> _Saved data entries_:
== Segment start ==
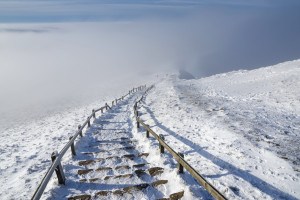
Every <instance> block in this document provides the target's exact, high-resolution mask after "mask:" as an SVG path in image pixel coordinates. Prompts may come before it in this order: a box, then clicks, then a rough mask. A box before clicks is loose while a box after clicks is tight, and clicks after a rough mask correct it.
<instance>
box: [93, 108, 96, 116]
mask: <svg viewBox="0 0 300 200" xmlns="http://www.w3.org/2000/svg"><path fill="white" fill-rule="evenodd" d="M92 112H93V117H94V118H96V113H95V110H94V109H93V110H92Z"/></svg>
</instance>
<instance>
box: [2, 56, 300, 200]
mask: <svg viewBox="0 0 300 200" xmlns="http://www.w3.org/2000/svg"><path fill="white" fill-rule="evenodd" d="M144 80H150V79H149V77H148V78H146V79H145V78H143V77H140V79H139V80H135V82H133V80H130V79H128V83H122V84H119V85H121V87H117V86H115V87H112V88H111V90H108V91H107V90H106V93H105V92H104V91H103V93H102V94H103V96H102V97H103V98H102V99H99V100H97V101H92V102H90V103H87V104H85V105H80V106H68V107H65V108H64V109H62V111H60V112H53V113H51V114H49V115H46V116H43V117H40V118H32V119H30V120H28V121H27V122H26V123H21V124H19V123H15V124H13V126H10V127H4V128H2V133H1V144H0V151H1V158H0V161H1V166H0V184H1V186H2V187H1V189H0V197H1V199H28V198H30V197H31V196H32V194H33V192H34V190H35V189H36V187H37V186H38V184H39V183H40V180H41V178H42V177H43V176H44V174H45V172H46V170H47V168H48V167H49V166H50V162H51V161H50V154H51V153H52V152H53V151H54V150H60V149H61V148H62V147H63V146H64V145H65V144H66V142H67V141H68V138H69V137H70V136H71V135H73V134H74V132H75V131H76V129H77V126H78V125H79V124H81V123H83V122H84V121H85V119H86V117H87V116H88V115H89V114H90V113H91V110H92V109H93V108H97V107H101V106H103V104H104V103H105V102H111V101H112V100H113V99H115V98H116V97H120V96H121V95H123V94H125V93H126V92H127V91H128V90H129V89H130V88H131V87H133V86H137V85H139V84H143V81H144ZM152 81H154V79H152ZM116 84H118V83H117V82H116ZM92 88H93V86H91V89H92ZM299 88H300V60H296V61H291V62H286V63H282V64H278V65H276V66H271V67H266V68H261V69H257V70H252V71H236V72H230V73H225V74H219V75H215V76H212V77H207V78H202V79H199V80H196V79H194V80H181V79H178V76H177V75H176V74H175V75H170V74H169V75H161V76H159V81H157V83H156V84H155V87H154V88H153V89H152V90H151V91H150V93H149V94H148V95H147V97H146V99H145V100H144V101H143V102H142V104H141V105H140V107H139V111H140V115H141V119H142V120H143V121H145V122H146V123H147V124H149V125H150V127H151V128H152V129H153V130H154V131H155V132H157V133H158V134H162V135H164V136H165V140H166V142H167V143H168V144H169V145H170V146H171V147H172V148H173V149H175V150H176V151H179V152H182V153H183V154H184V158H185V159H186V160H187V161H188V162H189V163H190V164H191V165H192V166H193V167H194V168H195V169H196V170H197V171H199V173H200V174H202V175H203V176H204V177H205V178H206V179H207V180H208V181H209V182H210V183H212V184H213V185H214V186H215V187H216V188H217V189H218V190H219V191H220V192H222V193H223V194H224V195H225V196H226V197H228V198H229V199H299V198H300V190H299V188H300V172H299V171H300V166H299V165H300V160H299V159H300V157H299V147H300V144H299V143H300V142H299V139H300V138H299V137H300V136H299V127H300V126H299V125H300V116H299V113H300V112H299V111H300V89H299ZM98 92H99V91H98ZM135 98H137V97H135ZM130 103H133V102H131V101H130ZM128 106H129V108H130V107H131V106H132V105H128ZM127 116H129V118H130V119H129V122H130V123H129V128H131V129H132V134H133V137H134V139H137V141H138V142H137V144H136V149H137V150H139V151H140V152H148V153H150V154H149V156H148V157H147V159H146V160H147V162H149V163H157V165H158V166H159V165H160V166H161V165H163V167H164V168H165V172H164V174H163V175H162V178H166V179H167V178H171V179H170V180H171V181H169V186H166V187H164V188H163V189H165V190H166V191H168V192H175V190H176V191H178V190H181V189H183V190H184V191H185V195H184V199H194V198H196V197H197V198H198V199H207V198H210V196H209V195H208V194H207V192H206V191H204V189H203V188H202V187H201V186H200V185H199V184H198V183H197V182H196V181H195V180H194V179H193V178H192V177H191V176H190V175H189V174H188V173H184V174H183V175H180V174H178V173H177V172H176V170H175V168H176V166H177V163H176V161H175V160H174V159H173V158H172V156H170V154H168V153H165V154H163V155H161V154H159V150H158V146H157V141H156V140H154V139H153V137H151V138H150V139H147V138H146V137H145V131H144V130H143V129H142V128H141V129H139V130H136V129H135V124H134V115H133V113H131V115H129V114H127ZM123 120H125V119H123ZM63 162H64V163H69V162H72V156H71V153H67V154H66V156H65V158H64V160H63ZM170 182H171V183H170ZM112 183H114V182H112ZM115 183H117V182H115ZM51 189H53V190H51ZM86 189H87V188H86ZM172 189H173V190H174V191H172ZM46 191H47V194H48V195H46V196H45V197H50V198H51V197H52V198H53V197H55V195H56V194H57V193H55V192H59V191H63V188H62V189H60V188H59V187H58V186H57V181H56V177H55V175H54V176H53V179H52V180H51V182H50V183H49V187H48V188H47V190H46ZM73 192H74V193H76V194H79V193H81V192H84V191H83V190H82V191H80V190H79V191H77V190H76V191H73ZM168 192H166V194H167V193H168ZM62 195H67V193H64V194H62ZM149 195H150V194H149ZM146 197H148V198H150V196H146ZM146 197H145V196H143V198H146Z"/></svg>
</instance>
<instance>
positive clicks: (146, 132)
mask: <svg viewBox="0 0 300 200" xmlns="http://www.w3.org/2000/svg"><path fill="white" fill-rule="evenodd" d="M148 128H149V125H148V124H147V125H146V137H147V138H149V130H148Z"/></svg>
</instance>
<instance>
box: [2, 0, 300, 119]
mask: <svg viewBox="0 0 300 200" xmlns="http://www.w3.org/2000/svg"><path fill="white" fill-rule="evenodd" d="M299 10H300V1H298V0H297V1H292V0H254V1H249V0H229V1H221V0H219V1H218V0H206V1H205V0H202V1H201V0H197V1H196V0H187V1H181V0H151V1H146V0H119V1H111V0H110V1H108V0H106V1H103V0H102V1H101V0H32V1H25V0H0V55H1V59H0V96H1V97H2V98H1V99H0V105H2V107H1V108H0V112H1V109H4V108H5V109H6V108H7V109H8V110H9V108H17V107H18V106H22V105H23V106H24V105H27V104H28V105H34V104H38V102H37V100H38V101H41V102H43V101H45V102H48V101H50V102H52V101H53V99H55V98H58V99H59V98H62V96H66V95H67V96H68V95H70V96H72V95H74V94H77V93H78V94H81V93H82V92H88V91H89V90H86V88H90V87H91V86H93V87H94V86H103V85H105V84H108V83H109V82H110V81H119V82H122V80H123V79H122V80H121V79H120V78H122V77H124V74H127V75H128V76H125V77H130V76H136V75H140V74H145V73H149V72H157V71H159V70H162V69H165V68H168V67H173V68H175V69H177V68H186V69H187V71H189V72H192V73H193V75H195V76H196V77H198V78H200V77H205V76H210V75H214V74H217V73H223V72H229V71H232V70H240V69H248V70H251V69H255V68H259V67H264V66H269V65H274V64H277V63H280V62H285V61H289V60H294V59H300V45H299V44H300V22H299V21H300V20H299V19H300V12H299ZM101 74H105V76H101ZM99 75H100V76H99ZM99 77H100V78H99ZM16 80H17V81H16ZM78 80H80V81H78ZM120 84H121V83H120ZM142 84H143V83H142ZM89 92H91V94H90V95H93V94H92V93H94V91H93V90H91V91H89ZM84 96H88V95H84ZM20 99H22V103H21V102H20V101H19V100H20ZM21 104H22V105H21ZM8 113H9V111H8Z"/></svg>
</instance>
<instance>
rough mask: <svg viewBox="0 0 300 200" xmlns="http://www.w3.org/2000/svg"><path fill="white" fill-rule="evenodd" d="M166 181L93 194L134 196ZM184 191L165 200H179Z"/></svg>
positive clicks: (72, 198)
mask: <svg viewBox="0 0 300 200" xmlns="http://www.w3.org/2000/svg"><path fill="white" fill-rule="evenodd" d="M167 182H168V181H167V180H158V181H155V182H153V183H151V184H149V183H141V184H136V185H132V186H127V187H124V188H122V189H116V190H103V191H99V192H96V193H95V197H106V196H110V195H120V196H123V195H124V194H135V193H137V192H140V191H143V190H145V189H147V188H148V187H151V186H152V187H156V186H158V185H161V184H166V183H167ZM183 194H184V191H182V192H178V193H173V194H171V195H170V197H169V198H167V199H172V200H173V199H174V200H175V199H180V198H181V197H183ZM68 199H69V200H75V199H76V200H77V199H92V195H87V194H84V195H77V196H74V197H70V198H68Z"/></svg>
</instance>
== Segment end ==
== Segment start ==
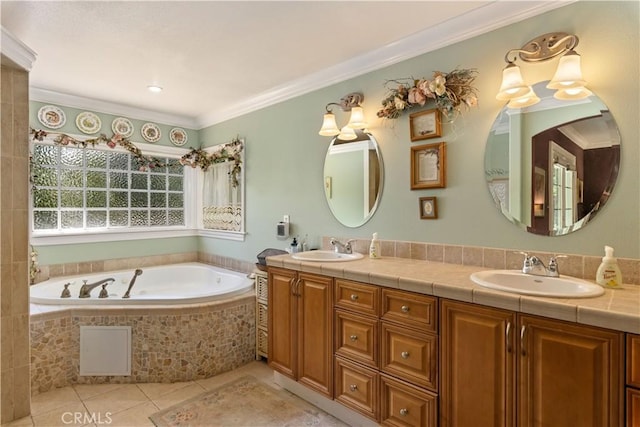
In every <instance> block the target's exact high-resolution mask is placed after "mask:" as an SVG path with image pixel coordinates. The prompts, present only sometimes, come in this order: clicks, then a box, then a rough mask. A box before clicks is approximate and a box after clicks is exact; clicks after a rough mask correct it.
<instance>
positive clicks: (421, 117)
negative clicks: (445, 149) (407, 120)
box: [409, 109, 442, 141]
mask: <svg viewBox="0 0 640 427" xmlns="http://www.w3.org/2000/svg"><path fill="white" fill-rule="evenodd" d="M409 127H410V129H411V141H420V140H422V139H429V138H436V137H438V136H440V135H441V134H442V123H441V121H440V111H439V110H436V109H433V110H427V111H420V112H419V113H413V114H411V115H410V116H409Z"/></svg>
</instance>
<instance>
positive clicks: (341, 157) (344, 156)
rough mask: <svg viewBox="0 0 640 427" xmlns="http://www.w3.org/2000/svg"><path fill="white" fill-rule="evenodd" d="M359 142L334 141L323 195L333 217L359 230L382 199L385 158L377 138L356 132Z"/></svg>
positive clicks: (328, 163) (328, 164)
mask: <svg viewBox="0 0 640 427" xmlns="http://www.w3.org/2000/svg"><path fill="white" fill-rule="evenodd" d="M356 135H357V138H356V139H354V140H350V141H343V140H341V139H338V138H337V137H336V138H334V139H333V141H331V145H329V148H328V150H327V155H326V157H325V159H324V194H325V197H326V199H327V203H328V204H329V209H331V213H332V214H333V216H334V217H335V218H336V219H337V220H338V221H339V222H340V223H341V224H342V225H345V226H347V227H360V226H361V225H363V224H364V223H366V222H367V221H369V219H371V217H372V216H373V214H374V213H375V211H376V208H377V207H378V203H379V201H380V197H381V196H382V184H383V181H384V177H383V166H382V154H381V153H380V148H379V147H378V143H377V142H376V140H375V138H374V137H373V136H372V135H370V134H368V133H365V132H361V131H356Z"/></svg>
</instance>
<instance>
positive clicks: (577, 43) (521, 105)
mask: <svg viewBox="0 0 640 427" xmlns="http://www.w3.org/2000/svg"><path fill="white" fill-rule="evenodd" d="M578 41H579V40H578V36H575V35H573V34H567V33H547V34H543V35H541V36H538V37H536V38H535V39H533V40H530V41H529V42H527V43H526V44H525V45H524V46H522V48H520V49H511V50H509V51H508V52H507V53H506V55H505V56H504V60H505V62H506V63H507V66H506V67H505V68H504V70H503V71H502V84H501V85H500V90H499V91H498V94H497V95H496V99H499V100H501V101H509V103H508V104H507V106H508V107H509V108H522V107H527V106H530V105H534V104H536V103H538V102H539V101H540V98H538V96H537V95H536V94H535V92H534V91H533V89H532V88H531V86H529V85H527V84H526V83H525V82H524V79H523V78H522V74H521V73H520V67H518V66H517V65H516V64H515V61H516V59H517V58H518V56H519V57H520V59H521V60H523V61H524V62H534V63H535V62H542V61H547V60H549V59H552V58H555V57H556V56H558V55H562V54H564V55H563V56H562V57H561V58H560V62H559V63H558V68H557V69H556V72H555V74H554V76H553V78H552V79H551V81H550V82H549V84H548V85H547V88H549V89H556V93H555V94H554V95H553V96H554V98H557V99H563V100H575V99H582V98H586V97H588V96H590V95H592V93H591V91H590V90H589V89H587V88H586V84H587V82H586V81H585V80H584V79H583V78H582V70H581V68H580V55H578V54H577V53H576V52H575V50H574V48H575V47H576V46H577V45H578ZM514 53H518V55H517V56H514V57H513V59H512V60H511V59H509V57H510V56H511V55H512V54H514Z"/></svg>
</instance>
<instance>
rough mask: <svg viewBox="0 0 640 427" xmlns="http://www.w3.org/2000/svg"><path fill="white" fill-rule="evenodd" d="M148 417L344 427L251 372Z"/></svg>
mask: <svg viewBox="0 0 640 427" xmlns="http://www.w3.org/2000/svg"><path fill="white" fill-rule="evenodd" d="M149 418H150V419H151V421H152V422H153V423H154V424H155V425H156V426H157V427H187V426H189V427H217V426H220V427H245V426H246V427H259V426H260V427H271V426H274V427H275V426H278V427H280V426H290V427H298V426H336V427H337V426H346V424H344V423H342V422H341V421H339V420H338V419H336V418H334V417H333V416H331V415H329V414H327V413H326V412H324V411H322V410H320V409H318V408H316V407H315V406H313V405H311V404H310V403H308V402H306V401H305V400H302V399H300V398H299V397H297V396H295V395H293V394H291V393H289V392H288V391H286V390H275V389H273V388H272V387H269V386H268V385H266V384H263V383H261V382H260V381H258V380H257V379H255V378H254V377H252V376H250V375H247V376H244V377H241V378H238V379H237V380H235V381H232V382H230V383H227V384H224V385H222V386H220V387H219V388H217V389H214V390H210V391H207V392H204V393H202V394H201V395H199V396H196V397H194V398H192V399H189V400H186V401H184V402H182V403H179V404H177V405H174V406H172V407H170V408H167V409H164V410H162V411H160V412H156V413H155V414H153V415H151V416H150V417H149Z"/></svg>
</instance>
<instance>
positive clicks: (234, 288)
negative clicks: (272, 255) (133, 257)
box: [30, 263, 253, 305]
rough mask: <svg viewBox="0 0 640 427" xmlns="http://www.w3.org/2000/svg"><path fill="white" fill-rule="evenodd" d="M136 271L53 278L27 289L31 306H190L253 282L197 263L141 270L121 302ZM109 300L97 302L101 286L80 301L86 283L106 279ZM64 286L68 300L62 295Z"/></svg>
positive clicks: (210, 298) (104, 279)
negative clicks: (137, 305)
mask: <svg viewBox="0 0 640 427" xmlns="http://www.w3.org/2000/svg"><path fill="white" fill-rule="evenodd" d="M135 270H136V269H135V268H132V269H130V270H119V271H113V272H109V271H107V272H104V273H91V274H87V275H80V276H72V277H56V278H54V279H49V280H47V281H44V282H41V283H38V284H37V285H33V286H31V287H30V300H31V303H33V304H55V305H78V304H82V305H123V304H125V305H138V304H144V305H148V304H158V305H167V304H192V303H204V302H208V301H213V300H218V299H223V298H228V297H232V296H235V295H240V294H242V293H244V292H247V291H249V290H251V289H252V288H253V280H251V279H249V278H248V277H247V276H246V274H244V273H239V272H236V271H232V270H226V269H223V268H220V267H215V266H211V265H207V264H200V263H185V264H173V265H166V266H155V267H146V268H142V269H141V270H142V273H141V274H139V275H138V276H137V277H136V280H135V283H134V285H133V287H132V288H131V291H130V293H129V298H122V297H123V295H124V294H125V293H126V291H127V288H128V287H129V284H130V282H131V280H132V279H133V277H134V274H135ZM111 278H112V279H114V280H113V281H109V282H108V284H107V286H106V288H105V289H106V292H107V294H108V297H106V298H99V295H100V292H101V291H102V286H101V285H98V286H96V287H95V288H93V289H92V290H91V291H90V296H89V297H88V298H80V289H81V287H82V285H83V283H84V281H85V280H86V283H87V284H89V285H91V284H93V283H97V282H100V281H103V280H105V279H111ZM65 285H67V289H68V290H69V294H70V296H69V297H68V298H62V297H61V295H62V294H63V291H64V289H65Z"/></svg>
== Segment end ==
> _Prompt_: Going through the entries, return every line holding the word "coordinates".

> _Output below_:
Every <instance> block in this document provides the target's exact, high-resolution mask after "mask:" as an SVG path in image pixel coordinates. Prompts may come before it in this order: a box, then clicks, then a rough mask. A box before clicks is loose while a box after clicks is tight, and clicks after a rough mask correct it.
In every <instance> block the target's exact high-resolution mask is placed after "mask:" as an SVG path with image pixel coordinates. The prompts, present only sometimes, come in this order: clicks, then a box, then a rough mask. A box before clicks is approximate and a box after clicks is exact; clicks after a rough mask correct it.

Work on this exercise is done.